**Given problem**
Locate each line in the records below that contains the string "boulder", matching case exactly, and copy those lines out.

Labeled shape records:
::::
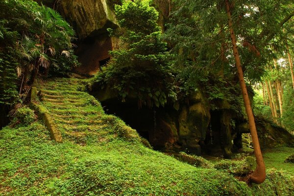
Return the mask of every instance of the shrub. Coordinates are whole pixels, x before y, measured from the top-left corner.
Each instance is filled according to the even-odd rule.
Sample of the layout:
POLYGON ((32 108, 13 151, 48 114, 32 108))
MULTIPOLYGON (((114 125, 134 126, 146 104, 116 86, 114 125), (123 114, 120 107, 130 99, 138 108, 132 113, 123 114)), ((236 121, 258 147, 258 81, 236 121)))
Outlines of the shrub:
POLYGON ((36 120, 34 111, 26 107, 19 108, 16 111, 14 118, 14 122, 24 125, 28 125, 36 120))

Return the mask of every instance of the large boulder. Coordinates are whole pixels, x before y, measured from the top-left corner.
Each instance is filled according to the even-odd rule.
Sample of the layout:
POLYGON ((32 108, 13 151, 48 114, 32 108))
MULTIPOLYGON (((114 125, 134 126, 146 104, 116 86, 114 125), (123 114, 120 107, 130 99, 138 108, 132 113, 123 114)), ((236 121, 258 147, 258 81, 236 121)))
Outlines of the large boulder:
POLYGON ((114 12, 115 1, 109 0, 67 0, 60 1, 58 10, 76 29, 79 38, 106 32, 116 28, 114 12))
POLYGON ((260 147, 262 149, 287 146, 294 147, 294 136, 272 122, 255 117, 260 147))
::::
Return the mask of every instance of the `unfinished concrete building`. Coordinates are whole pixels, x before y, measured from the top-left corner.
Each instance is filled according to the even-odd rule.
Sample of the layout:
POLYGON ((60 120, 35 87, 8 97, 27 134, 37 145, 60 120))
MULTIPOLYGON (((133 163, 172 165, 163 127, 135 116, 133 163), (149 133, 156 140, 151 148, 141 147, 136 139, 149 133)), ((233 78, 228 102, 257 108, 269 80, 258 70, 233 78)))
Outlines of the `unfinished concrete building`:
::::
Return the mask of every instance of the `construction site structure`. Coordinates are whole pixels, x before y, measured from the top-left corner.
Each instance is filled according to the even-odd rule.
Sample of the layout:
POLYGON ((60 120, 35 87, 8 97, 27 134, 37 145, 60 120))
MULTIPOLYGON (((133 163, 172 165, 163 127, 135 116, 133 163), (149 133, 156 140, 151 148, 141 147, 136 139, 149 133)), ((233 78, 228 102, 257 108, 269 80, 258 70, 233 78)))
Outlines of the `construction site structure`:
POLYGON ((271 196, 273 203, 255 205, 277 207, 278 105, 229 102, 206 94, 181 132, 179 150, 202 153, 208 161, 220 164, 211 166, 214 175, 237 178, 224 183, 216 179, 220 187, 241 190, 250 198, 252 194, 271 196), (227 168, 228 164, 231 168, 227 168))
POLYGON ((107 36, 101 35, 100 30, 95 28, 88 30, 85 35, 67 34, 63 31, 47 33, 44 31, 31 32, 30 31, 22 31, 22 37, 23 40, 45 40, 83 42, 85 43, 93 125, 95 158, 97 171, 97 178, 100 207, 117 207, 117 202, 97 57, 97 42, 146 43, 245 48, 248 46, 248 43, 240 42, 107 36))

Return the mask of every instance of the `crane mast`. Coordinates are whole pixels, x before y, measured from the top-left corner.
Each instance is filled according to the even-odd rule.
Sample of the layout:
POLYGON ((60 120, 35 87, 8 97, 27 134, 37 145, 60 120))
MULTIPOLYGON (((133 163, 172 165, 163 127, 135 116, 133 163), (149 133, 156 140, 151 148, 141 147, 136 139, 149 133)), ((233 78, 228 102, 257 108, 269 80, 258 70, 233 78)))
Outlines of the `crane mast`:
::::
**Response below**
Return the mask of every instance of the large boulder. Coordinates are whole pixels, x before y, measured from the top-left corner.
Outlines of the large boulder:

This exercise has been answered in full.